### Required task 1
From the excerpt on prosody prediction for speech synthesis, copy out word for word the stretch from "ABSTRACT In this" through "qualify this approach.".

### Text extract
┏━━
1 IRISA-ENSSAT, Lannion, France 2 STAR Lab, SRI International, Menlo Park,

ABSTRACT In this paper, we present ongoing work on prosody prediction for speech synthesis. Our approach considers sentences as treelike structures and decides on the prosody from a corpus of such structures through tree similarity measurements in a nearest neighbour context. We introduce a syntactic structure and a performance structure representation, the tree similarity metrics considered, and then we discuss the prediction method. Experiments are currently under process to qualify this approach.

1. INTRODUCTION Over the past few years, speech synthesis has been the subject of many successful research works. While the synthesis quality has been highly improved, the production of a natural prosody still remains a difficult and challenging problem. Many automatic prediction methods have already been tried for this topic, including decision trees [1], neural networks [2], and HMMs [3]. In this work, we are introducing a new prediction scheme. The original aspect of our approach is to consider sentences as treelike structures and to decide on the prosody from a corpus of such structures. The prediction is achieved from the prosody of the closest sentence of the corpus through tree similarity measurements using the nearest neighbour algorithm. We think that reasoning on a whole structure rather than on local features of a sentence should better reflect the many relations influencing the prosody. Our approach is an attempt to achieve such a goal. The data used in this work is a part of the Boston University Radio (WBUR) News Corpus [4]. The prosodic information consists of ToBI labeling of accents and breaks [5]. The syntactic and part-of-speech informations were obtained from the part of the corpus processed in the Penn Treebank project [6], representing an overall set of 320 sentences. In the following sections, we firstly describe the tree structures defined for this work, then present the tree metrics that we are using, and finally discuss how they are manipulated to achieve the prosody prediction.
┗━━
[Pointing dataset entries]
┏━━
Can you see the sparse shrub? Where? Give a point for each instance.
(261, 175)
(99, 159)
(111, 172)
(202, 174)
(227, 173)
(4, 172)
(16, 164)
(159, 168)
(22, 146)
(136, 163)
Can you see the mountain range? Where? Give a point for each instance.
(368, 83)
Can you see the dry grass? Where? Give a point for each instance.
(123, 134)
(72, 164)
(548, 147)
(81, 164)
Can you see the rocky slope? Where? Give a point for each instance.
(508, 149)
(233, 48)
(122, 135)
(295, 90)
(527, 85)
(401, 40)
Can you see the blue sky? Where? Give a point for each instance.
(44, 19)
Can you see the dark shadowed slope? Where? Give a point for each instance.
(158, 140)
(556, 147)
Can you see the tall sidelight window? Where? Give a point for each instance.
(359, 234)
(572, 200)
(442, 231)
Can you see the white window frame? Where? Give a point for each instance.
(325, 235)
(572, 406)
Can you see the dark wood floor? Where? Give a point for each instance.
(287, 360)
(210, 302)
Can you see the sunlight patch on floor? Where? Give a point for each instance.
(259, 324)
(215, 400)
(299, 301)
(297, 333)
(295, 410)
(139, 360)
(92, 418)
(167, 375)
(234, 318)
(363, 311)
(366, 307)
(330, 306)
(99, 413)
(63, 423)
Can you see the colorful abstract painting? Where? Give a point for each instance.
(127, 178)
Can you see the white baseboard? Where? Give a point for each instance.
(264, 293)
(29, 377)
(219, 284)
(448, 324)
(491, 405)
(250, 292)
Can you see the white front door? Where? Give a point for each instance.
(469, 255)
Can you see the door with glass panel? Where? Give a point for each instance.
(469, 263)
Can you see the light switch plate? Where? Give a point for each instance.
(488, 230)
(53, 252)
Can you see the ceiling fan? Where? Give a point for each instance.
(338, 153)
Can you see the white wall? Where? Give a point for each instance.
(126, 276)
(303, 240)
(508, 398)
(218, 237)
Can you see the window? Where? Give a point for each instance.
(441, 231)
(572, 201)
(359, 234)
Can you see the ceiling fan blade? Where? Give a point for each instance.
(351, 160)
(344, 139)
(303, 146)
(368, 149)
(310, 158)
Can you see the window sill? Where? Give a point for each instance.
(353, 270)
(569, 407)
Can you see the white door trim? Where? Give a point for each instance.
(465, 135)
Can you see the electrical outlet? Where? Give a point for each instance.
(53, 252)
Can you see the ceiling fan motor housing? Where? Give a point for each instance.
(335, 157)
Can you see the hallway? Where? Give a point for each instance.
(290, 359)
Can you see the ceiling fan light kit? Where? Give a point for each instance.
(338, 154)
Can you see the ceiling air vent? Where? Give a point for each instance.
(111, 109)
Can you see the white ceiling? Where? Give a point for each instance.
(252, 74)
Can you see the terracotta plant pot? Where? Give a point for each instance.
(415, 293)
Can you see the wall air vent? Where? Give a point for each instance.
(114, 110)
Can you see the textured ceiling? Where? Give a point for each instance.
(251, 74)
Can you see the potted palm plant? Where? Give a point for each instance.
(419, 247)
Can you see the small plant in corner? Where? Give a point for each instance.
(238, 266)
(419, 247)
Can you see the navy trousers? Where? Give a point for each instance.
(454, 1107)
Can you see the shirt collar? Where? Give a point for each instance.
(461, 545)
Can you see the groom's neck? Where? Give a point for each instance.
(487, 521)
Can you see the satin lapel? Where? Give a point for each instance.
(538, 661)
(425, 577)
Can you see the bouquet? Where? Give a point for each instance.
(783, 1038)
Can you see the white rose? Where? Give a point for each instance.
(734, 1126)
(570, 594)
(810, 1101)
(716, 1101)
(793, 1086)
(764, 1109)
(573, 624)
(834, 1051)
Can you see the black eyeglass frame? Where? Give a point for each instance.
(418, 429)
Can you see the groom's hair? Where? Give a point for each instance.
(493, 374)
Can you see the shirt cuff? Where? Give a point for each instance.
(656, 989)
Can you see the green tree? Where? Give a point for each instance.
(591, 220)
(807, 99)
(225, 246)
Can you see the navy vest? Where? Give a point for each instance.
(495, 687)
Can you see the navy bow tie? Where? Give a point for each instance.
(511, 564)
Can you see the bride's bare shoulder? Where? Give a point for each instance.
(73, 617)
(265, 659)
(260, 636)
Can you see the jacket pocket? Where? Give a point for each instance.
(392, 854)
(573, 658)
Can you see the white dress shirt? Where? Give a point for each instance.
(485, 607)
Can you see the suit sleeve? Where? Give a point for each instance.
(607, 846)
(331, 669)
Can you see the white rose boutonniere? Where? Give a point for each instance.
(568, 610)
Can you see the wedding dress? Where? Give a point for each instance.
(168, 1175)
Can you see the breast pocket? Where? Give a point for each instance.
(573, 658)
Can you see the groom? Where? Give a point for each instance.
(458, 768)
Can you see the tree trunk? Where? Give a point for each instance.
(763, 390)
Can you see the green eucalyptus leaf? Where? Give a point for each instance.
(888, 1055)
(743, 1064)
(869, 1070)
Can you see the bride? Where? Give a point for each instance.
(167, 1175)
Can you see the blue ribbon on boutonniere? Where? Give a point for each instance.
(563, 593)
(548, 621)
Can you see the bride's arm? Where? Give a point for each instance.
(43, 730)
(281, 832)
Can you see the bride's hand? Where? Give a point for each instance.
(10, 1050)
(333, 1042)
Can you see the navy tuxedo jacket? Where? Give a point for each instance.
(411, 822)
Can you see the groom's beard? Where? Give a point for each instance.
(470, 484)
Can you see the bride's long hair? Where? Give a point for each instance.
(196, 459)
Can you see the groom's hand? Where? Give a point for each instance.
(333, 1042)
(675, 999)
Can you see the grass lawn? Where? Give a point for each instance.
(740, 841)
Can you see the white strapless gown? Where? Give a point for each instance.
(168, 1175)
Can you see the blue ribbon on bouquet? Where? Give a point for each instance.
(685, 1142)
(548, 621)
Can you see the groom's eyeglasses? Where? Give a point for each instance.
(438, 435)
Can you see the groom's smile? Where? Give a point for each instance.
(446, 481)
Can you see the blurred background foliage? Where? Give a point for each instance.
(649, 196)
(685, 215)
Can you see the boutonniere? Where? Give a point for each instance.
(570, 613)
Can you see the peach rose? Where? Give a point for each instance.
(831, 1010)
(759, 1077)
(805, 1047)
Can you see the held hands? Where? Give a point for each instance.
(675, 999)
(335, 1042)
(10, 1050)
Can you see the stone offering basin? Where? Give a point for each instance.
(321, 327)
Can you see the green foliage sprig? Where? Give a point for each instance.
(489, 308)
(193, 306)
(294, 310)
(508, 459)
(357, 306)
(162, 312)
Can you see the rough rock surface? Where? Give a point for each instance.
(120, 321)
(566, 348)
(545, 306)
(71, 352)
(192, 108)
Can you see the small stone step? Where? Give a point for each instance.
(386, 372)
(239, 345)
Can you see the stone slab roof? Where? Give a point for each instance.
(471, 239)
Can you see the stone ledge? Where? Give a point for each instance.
┗━━
### Required task 2
List every line of the entries above that contains the string "blue", treating uppercase and lowercase as different.

### Final result 1
ABSTRACT In this paper, we present ongoing work on prosody prediction for speech synthesis. Our approach considers sentences as treelike structures and decides on the prosody from a corpus of such structures through tree similarity measurements in a nearest neighbour context. We introduce a syntactic structure and a performance structure representation, the tree similarity metrics considered, and then we discuss the prediction method. Experiments are currently under process to qualify this approach.

### Final result 2
Can you see the blue sky? Where? Give a point for each instance.
Can you see the blue ribbon on boutonniere? Where? Give a point for each instance.
Can you see the blue ribbon on bouquet? Where? Give a point for each instance.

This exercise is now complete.